**Stated goal a:** Which lines in the entries contain the string "TARGET"? Find each one and copy it out, treating uppercase and lowercase as different.

Add environment variables vim ~/.bashrc


# sqoop
export SQOOP_HOME=$HADOOP_HOME/sqoop
export PATH=$PATH:$SQOOP_HOME/bin
Run source ~/.bashrc

Configure Sqoop environment variables


  cp $SQOOP_HOME/conf/sqoop-env-template.sh  $SQOOP_HOME/conf/sqoop-env.sh

Modify the following parameters：



#Set path to where bin/hadoop is available
export HADOOP_COMMON_HOME=/home/hadoop

#Set path to where hadoop-*-core.jar is available
export HADOOP_MAPRED_HOME=/home/hadoop

#set the path to where bin/hbase is available
export HBASE_HOME=/home/hadoop/hbase

#Set the path to where bin/hive is available
export HIVE_HOME=/home/hadoop/hive
export HADOOP_CLASSPATH=$HADOOP_CLASSPATH:$HIVE_HOME/lib/*

#Set the path for where zookeper config dir is
export ZOOCFGDIR=/home/hadoop/zookeeper/conf

Copy related dependencies


 cd /home/hadoop/sqoop
 cp /home/hadoop/hive/lib/mysql-connector-java-*.jar ./lib/
 cp -rf /home/hadoop/share/hadoop/mapreduce/* ./lib/

1.2 Export from MySQL to HDFS

The MySQL information is as follows:

Take MySQL as an example:

• 10.10.50.79

• database: hehe

• User: test Password: test

The table information is as follows:

Execute Statements


  sqoop import --connect jdbc:mysql://10.10.50.79/hehe --username test --password test --table t_hadoop_version  --target-dir /tmp/sqoop-import-hdfs

Note

10.10.50.79 -IP address of MySQL

—username -The user name for accessing the data

—password -The password for accessing the data

—table t_hadoop_version -The name of the data table

—target-dir -The target directory to import data into HDFS

View Results

1.3 Export from MySQL to Hive

The MySQL information is as follows:

Execute Statements


  sqoop import --connect jdbc:mysql://10.10.50.79/hehe --username test --password test --table t_hadoop_version  --warehouse-dir /user/hive/warehouse --hive-import --create-hive-table

Note:

10.10.50.79 is the IP address of MySQL
—username test -The user name for accessing the data
—password test -The password for accessing the data
—table t_hadoop_version -The name of the data table
—warehouse-dir -The HDFS directory of the hive database

View Results

The table t_hadoop_version in MySQL has been imported into Hive

1.4 Export from Hive to MySQL

The data in the Hive table is as follows:

Execute Statements


  sqoop export --connect jdbc:mysql://10.10.50.79/hehe --username test --password test --table t_hadoop_version  --export-dir /user/hive/warehouse/t_hadoop_version --fields-terminated-by "\t"

Note

10.10.50.79 is the IP address of MySQL
—username test -The user name for accessing the data
—password test -The password for accessing the data
—table t_hadoop_version -The name of the data table
—export-dir -The directory of the data to be exported
—fields-terminated-by -The way to split the data

View Results

The result in the MySQL database + The result of creating the database in Hive are shown as follows:

2. Using Sqoop in UHadoop

In this example, on the Master2 node of the UHadoop cluster, sqoop is used to import the data in the MySQL database in the internal network (UDB or self-built database) into the Hive of the UHadoop cluster in an incremental manner.

**Data for this task:**
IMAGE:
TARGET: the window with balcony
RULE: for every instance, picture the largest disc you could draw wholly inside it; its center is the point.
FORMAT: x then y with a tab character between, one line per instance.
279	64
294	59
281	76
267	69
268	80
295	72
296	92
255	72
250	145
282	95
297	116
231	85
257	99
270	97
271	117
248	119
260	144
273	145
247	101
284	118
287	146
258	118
==
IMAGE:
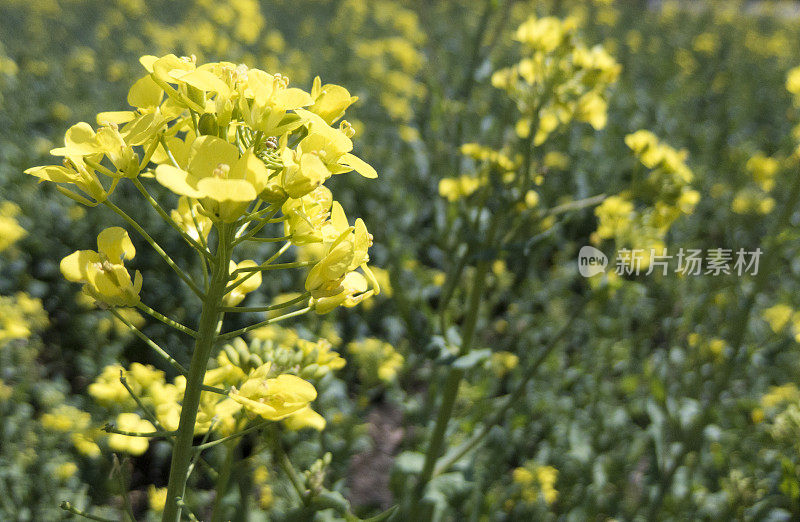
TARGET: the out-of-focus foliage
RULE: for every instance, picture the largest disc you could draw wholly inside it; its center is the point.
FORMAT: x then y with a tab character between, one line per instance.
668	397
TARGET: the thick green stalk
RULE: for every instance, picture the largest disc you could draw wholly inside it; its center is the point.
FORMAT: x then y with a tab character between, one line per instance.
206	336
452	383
---
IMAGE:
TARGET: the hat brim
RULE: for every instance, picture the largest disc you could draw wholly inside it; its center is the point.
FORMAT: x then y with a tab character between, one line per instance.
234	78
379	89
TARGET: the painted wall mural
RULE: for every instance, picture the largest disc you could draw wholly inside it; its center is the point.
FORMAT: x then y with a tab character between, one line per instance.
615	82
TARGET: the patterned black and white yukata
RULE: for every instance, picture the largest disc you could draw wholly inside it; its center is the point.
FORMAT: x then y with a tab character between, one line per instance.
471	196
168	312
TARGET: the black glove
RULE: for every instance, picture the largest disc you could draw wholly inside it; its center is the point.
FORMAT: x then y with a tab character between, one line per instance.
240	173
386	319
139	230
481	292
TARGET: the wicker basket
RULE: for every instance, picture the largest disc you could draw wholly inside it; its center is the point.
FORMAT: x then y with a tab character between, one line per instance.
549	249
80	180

**Stated goal b:** What are all the numbered section headings in the Sqoop guide?

**Written reply a:**
TARGET: the window with balcony
TARGET: the out-of-focus foliage
TARGET: the thick green stalk
TARGET: the hat brim
TARGET: the painted wall mural
TARGET: the patterned black and white yukata
TARGET: the black glove
TARGET: the wicker basket

**Written reply b:**
1.2 Export from MySQL to HDFS
1.3 Export from MySQL to Hive
1.4 Export from Hive to MySQL
2. Using Sqoop in UHadoop